■ **Excerpt**:
⁂

Longtime readers of Say Ahh! and fellow health policy wonks will know that one of the most bipartisan provisions of the Affordable Care Act extended Medicaid coverage for youth aging out of the foster care system until age 26 if they were enrolled before their 18th birthday. (If not, Tricia Brooks has chronicled all the past developments.) While statements from the policy’s champions indicated that Congressional intent was to have this provision apply broadly, the U.S. Centers for Medicare and Medicaid Services interpreted it narrowly, giving states the option to deny coverage for former foster youth if they aged out of the foster system in another state.
Thankfully Congress rectified this policy glitch in 2018 through the SUPPORT for Patients and Communities Act, and current law requires every state to offer Medicaid coverage to any former foster youth up to age 26 starting January 1, 2023. Until then, former foster youth who have aged out of the system in another state and don’t reside in the 13 states that cover former foster care youth who aged out in another state will have to navigate finding coverage on their own, or go without. Fragmented Medicaid coverage is especially problematic since COVID-19 doesn’t know state boundaries and every state is in the midst of recovery from its health and economic impacts.

⁂

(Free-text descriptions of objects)
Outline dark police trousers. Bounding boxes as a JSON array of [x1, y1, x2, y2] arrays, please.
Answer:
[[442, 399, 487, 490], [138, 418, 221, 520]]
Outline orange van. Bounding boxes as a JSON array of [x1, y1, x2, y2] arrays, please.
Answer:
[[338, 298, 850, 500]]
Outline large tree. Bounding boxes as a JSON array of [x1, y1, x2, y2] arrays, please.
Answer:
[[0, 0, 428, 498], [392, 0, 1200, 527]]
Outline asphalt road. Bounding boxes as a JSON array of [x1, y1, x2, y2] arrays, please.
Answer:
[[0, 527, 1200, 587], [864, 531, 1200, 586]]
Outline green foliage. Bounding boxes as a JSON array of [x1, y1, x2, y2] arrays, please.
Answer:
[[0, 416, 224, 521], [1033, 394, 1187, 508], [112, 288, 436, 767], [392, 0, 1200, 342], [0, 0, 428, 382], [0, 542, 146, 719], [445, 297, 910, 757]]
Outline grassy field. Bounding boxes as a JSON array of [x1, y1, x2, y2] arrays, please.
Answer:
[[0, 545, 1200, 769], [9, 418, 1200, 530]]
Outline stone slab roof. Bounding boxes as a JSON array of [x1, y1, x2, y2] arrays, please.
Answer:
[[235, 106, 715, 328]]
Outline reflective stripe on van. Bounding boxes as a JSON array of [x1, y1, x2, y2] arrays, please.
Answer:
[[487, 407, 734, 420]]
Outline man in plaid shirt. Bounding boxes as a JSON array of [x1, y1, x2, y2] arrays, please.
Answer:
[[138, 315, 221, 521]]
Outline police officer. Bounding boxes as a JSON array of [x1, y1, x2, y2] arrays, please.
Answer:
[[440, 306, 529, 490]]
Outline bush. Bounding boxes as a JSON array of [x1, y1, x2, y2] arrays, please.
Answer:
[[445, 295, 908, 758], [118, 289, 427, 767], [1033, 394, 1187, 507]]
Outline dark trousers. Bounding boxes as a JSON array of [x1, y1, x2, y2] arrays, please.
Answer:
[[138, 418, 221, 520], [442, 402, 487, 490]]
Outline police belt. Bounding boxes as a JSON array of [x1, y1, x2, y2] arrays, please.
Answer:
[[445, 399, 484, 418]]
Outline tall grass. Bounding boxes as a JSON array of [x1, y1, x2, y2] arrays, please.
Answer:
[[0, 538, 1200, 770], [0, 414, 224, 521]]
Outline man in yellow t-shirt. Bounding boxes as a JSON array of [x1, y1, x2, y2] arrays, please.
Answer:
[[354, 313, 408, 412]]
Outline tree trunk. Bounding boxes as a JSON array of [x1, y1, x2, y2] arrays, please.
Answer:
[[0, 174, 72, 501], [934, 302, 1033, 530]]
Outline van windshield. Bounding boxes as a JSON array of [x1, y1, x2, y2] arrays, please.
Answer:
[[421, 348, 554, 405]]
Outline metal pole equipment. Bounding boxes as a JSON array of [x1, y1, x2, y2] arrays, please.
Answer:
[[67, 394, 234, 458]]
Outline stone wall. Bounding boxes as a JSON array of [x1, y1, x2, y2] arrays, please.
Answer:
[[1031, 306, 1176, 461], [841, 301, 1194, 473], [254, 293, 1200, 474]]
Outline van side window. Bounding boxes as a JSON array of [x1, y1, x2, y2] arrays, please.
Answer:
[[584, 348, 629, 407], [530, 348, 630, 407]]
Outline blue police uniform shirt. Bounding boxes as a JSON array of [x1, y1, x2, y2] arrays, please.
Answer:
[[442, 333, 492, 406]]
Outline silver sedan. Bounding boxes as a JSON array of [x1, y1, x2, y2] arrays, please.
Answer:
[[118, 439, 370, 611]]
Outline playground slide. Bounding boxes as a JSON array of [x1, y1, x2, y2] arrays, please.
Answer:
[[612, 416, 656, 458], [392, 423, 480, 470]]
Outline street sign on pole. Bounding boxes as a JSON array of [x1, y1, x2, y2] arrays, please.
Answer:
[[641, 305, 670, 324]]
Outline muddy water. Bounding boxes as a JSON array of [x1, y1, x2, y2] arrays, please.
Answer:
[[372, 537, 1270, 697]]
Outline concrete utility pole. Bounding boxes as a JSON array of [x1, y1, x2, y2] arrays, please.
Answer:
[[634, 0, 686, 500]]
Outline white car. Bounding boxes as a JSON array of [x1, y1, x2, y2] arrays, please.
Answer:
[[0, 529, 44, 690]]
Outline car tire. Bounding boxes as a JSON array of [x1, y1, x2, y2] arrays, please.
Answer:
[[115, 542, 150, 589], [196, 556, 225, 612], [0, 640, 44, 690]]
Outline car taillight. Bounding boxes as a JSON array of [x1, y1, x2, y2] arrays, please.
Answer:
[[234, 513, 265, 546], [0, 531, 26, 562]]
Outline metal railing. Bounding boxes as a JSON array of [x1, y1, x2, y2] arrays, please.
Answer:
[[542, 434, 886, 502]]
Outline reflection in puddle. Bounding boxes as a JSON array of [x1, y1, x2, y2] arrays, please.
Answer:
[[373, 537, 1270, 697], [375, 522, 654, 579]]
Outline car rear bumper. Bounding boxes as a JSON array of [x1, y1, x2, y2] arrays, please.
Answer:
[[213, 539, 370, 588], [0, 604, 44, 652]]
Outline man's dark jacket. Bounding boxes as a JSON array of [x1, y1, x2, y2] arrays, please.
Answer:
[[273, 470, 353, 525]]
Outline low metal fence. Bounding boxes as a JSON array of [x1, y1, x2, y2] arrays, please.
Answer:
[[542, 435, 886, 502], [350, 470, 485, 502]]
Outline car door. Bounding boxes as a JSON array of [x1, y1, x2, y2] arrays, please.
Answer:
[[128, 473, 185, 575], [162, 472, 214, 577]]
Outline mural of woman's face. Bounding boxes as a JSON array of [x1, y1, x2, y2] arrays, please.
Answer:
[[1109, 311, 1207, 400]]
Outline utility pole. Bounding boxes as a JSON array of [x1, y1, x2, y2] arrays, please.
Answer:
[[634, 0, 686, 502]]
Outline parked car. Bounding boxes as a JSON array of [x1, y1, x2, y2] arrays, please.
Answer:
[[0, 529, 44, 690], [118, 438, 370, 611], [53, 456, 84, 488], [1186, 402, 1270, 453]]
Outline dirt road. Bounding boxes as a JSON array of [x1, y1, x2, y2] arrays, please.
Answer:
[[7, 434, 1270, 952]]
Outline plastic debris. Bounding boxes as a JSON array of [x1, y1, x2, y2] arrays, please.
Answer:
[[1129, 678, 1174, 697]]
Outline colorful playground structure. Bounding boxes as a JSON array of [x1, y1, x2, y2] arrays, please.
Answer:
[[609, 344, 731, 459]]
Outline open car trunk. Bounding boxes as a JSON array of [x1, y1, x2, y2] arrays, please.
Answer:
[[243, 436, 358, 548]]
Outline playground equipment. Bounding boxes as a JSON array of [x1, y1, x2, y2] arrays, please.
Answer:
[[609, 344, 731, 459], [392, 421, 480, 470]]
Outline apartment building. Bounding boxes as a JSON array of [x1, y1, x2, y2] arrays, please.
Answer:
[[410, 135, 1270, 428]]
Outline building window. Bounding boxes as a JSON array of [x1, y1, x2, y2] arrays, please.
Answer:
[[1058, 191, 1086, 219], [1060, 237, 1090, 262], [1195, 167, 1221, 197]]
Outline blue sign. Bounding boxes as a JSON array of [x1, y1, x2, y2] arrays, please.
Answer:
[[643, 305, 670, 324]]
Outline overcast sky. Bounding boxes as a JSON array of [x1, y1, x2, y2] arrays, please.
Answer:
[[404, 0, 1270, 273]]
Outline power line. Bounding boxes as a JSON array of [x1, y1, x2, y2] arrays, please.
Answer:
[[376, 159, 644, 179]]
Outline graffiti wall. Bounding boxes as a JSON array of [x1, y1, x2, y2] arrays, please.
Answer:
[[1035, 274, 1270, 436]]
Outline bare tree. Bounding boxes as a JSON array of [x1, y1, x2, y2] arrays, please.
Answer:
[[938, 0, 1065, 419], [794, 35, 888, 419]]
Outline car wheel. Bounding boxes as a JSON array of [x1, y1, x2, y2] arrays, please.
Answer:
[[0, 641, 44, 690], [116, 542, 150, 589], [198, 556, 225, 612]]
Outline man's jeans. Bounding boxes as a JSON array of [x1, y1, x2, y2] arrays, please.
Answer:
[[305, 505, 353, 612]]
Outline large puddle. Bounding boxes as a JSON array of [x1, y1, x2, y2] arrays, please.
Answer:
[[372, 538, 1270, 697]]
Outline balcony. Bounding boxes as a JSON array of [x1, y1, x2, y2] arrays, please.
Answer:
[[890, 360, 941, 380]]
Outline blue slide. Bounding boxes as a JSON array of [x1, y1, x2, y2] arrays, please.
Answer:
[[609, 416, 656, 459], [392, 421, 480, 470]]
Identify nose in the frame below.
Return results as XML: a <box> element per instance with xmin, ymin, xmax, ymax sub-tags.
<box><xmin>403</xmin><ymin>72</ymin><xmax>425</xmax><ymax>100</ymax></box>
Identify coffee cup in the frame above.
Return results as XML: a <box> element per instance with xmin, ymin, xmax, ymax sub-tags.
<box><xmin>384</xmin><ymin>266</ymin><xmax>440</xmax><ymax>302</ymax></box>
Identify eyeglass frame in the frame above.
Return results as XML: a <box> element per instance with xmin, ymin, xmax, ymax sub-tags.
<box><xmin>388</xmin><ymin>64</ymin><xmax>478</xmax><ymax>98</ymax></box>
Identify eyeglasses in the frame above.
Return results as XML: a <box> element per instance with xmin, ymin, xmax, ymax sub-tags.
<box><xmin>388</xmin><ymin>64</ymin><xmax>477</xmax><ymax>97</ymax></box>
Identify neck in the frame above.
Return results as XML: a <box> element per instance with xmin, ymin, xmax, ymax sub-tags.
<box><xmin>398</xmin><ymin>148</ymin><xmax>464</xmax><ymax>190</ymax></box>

⁂

■ **Work request 1**:
Rewrite the paragraph of the Medicaid excerpt that begins "Thankfully Congress rectified" as a short bulleted list that keeps its main facts.
■ **Work request 2**:
According to the Medicaid excerpt, why is fragmented Medicaid coverage especially problematic? Answer in one to three sentences.

■ **Expected answer 1**:
- In 2018, Congress fixed the policy glitch through the SUPPORT for Patients and Communities Act.
- Starting January 1, 2023, current law requires every state to offer Medicaid coverage to any former foster youth up to age 26.
- Until then, former foster youth who aged out in another state must find coverage on their own or go without, unless they live in one of the 13 states that cover such youth.
- Fragmented Medicaid coverage is especially problematic during COVID-19. The virus doesn't respect state boundaries, and every state is recovering from its health and economic impacts.

■ **Expected answer 2**:
Fragmented Medicaid coverage is especially problematic because COVID-19 doesn't know state boundaries. Every state is also in the midst of recovering from the pandemic's health and economic impacts.